***** Data rows *****

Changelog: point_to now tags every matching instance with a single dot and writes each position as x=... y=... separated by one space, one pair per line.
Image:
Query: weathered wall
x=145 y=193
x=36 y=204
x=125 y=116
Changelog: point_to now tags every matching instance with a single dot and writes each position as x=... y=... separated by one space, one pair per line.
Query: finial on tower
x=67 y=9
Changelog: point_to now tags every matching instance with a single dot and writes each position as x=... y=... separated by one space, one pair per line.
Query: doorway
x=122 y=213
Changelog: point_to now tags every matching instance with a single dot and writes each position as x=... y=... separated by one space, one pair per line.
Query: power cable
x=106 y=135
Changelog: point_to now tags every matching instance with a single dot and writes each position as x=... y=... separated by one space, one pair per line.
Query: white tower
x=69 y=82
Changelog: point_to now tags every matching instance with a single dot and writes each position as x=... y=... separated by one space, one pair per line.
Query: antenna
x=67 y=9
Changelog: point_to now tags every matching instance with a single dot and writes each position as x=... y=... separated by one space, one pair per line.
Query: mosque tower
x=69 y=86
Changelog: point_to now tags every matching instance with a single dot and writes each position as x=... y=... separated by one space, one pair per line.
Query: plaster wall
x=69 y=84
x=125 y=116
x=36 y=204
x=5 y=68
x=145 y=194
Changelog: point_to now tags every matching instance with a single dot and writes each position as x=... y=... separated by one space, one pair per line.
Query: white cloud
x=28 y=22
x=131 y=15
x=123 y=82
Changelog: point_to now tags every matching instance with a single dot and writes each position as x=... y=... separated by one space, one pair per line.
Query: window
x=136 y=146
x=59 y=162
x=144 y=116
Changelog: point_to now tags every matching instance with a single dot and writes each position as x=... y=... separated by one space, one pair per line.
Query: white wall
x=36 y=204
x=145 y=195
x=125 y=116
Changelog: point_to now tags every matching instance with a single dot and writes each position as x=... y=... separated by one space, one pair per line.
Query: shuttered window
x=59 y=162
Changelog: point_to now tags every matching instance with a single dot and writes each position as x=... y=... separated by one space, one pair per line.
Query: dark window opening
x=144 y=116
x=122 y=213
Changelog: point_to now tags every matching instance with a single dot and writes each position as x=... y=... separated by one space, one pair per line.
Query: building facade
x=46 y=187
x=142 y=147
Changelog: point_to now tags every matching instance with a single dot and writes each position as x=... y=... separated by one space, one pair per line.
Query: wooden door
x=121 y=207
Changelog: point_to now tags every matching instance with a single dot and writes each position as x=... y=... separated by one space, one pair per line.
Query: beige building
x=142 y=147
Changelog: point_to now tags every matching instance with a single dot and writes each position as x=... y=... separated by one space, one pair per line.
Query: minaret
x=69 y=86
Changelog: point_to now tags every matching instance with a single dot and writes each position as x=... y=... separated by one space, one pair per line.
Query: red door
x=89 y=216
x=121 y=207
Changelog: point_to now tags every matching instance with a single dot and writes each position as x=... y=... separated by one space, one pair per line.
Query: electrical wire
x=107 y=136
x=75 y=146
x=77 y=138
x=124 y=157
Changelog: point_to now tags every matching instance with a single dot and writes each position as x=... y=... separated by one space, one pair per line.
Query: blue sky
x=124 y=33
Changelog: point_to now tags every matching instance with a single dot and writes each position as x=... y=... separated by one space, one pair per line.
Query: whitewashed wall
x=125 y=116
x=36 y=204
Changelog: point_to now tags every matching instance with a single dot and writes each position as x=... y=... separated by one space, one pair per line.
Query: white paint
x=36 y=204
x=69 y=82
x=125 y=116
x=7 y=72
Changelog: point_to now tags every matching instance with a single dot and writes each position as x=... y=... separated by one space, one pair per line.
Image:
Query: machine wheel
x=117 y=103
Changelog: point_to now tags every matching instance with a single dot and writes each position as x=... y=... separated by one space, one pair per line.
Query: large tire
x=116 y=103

*****

- **Stated goal**: Retype every line of the material above without changing anything.

- **Exercise output**:
Changelog: point_to now tags every matching instance with a single dot and writes each position as x=... y=... separated by one space, one pair per line.
Image:
Query: weathered wall
x=145 y=193
x=36 y=204
x=125 y=116
Changelog: point_to now tags every matching instance with a single dot and writes each position as x=... y=... separated by one space, one pair per line.
Query: finial on tower
x=67 y=9
Changelog: point_to now tags every matching instance with a single dot and writes each position as x=... y=... separated by one space, one pair per line.
Query: doorway
x=122 y=213
Changelog: point_to now tags every matching instance with a single dot and writes each position as x=... y=... separated by one space, one pair per line.
Query: power cable
x=106 y=135
Changelog: point_to now tags every matching instance with a single dot and writes each position as x=... y=... separated by one space, one pair per line.
Query: white tower
x=69 y=82
Changelog: point_to now tags every matching instance with a single dot and writes each position as x=... y=... separated by one space, one pair per line.
Query: antenna
x=67 y=9
Changelog: point_to now tags every matching instance with a single dot and writes each position as x=... y=... separated by one space, one pair per line.
Query: mosque tower
x=69 y=86
Changelog: point_to now tags every matching instance with a single dot and writes each position as x=... y=... separated by one space, one pair per line.
Query: plaster wall
x=69 y=84
x=125 y=116
x=36 y=204
x=5 y=68
x=145 y=194
Changelog: point_to now tags every matching instance with a single dot and writes each position as x=... y=... separated by one space, one pair per line.
Query: white cloud
x=28 y=22
x=131 y=15
x=123 y=82
Changelog: point_to now tags every matching instance with a single dot and writes each position as x=... y=... separated by one space, one pair per line.
Query: window
x=136 y=146
x=59 y=162
x=144 y=116
Changelog: point_to now tags every matching instance with a single dot and writes each position as x=... y=... separated by one space, one pair per line.
Query: white wall
x=36 y=204
x=145 y=195
x=125 y=116
Changelog: point_to now tags every matching instance with a single dot and writes each position as x=... y=... separated by one space, one pair per line.
Query: shuttered window
x=59 y=162
Changelog: point_to now tags every matching instance with a single dot and writes each position as x=... y=... separated by one space, one pair per line.
Query: dark window opening
x=144 y=116
x=122 y=213
Changelog: point_to now tags every matching instance with a single dot and writes each position as x=... y=... separated by one space, one pair per line.
Query: building facade
x=46 y=187
x=142 y=147
Changelog: point_to now tags every matching instance with a single dot and writes each position as x=... y=... separated by one space, one pair per line.
Query: wooden door
x=121 y=207
Changelog: point_to now tags every matching instance with a single dot and writes each position as x=... y=... separated by one space, one pair per line.
Query: beige building
x=142 y=147
Changelog: point_to now tags every matching instance with a single dot and writes each position as x=... y=... separated by one space, one pair per line.
Query: minaret
x=69 y=86
Changelog: point_to now tags every matching instance with a single dot and writes each position as x=... y=... separated by one space, one pair per line.
Query: red door
x=89 y=216
x=121 y=207
Changelog: point_to now tags every matching instance with a single dot and writes each position as x=... y=... separated by one space, one pair per line.
Query: electrical wire
x=107 y=136
x=75 y=146
x=77 y=138
x=124 y=157
Changelog: point_to now tags every matching instance with a single dot and writes each position as x=... y=... separated by one space, one pair per line.
Query: blue sky
x=124 y=33
Changelog: point_to now tags every matching instance with a single dot and writes each position as x=... y=... separated by one space, one pair per line.
Query: whitewashed wall
x=125 y=116
x=36 y=204
Changelog: point_to now tags every matching instance with a single dot and writes each position as x=... y=... separated by one space, one pair per line.
Query: white paint
x=36 y=204
x=69 y=82
x=125 y=116
x=7 y=72
Changelog: point_to now tags every matching instance with a single dot and writes each position as x=... y=... separated by one space, one pair per line.
Image:
Query: machine wheel
x=117 y=103
Changelog: point_to now tags every matching instance with a single dot and writes each position as x=... y=... separated by one space, one pair per line.
Query: large tire
x=116 y=103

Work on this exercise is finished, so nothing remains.